[Data items]
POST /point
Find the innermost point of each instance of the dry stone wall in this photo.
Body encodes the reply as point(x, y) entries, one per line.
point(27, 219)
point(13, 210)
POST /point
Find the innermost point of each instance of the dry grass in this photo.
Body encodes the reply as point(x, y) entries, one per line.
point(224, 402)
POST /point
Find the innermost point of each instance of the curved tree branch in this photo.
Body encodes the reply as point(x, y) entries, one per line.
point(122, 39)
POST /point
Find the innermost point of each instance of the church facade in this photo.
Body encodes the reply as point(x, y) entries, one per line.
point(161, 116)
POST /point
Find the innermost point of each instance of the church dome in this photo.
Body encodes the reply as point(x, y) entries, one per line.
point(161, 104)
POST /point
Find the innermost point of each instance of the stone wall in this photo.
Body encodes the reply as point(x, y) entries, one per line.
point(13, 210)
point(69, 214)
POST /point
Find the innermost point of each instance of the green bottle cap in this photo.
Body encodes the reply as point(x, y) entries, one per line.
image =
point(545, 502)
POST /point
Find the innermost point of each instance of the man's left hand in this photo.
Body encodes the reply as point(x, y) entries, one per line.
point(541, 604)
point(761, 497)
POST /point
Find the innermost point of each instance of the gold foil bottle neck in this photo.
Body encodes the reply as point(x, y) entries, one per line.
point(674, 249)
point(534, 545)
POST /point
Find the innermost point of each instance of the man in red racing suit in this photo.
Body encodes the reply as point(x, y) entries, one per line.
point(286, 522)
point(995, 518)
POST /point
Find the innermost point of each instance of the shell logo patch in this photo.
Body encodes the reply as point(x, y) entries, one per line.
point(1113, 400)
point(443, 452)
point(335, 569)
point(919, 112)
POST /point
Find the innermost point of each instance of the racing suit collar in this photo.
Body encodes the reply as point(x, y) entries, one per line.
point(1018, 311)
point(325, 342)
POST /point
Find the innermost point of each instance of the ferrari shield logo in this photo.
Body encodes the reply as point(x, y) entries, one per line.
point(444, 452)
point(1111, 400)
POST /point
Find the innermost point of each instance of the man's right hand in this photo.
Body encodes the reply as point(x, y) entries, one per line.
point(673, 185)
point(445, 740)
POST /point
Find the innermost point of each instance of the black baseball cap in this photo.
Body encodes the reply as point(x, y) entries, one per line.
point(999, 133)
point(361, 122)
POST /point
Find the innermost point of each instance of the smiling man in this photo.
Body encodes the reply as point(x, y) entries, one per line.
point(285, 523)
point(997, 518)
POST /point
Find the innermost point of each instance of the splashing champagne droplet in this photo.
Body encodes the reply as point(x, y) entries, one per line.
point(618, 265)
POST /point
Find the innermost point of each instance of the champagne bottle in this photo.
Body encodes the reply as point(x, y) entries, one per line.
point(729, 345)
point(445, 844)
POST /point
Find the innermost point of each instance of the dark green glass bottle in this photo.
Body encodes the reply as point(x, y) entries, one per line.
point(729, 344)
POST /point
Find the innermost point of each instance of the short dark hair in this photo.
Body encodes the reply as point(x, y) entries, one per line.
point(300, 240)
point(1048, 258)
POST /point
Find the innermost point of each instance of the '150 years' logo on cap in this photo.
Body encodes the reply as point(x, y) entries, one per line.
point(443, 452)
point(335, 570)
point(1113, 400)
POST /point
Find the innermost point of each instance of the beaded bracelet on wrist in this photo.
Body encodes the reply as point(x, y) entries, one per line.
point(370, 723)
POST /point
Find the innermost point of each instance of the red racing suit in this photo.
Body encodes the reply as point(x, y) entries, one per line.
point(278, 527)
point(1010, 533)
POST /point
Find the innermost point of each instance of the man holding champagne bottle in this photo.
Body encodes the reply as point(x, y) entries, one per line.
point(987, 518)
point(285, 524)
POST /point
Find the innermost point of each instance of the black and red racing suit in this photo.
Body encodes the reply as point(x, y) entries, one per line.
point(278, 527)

*OBJECTIVE*
Reproduce every line of the records above verbatim, from the first line to the last.

*COMPLETE OUTPUT*
POST /point
Find the innermost point of each instance of the dry stone wall in this photo.
Body encodes the reply as point(x, y) entries, one per line.
point(27, 219)
point(13, 210)
POST /point
Find the innermost point of each instance of the dry grass in this photo.
Body encodes the reply as point(x, y) entries, one per line.
point(224, 402)
POST /point
Find the innermost point of each instance of the curved tree branch in this photo.
Body encodes the reply as point(x, y) entries, one per line.
point(122, 39)
POST /point
Find the innermost point of each instance of the church facade in this photo.
Body encodes the reply as point(x, y) entries, one per line.
point(161, 116)
POST /point
Find the innermost point of each instance of the church dome in this photo.
Body encodes the reply as point(x, y) entries, one per line.
point(161, 104)
POST /point
Find the innermost point of each instance of the stone wall in this photo.
Body encodes the reply as point(x, y) entries, one per line.
point(13, 210)
point(69, 214)
POST /point
Find the innermost point of each instance of the green bottle cap in this photo.
Body encodes the reply as point(x, y) entries, one per line.
image =
point(545, 502)
POST /point
Find the innermost point of each instance of the man's left hand in this photo.
Body encodes the reply as point(x, y) entries, one per line.
point(541, 604)
point(761, 497)
POST /point
Find the innermost point of each instance of the gold foil bottle neck in this photo.
Body encodes the reply as point(x, y) entries, one per line.
point(674, 249)
point(534, 545)
POST /point
Find the innermost point of each instance of the man in red racing suit in this photo.
Body encodes the reply as point(x, y) entries, one per line.
point(286, 522)
point(995, 518)
POST /point
Find the innermost point of each instance of the shell logo patch in this photo.
Body encodes the reply as point(x, y) entries, one per line.
point(1113, 400)
point(443, 452)
point(335, 569)
point(919, 112)
POST /point
Find the innermost point of each instance of the racing suit collar in this photo.
Body encodes the reply as point(x, y) entries, one per line.
point(1018, 311)
point(325, 342)
POST /point
Find the innermost point of each instance of the ferrari shield logo in this photo.
Body encodes the reply as point(x, y) entries, one per line.
point(444, 452)
point(1111, 400)
POST /point
Find the innermost point of each instance of the man's right hand in this photo.
Body encodes the reply as point(x, y) entries, one per line.
point(673, 185)
point(445, 740)
POST /point
Find the innermost point of each instance of the black baseball cap in this photo.
Body encodes the reply as point(x, y) entries, one per line.
point(999, 133)
point(361, 122)
POST /point
Find the innermost point of each instance of the smiling man in this photo.
Body encodes the reply as point(x, y) entries, one per line.
point(285, 523)
point(997, 518)
POST /point
Find the innermost point of each instance of the splashing champagne droplet in this photo.
Body encodes the reply as point(x, y) entries, one per line.
point(618, 265)
POST /point
Find the innermost point of each instance of the champagne bottle in this photo.
Body encodes the reply as point(x, y) entries, one per line.
point(729, 345)
point(445, 844)
POST /point
Find the innermost point of each instance of the dark green glass bottle in this photo.
Body encodes the reply as point(x, y) entries, one per line.
point(729, 344)
POST /point
Find the innermost point of each instance of the short dark hair in this photo.
Body encodes the reply as point(x, y) entries, one per line.
point(300, 240)
point(1048, 258)
POST /point
Find the innermost point of each instance of the '150 years' logo on cap in this photo.
Body encodes the reply as point(x, y) entries, one per line.
point(443, 452)
point(335, 570)
point(1113, 400)
POST /point
Find the innermost point of each instance of the beaded bracelet on wrist in this photo.
Body encodes the reply as point(x, y) entries, one per line.
point(370, 723)
POST /point
Find the innermost point of each instance of the red racing suit in this photo.
Body encodes the reply as point(x, y) entries, one per line.
point(278, 527)
point(1010, 533)
POST /point
Find the innermost point of each instance of the man holding champagne bottle in this photo.
Body encodes the reply as point(x, y) entries, one per line.
point(987, 518)
point(285, 524)
POST /point
Find the innermost point of each instance of the black and red racing suit in this photo.
Body encodes the reply as point(x, y) entries, one per line.
point(278, 527)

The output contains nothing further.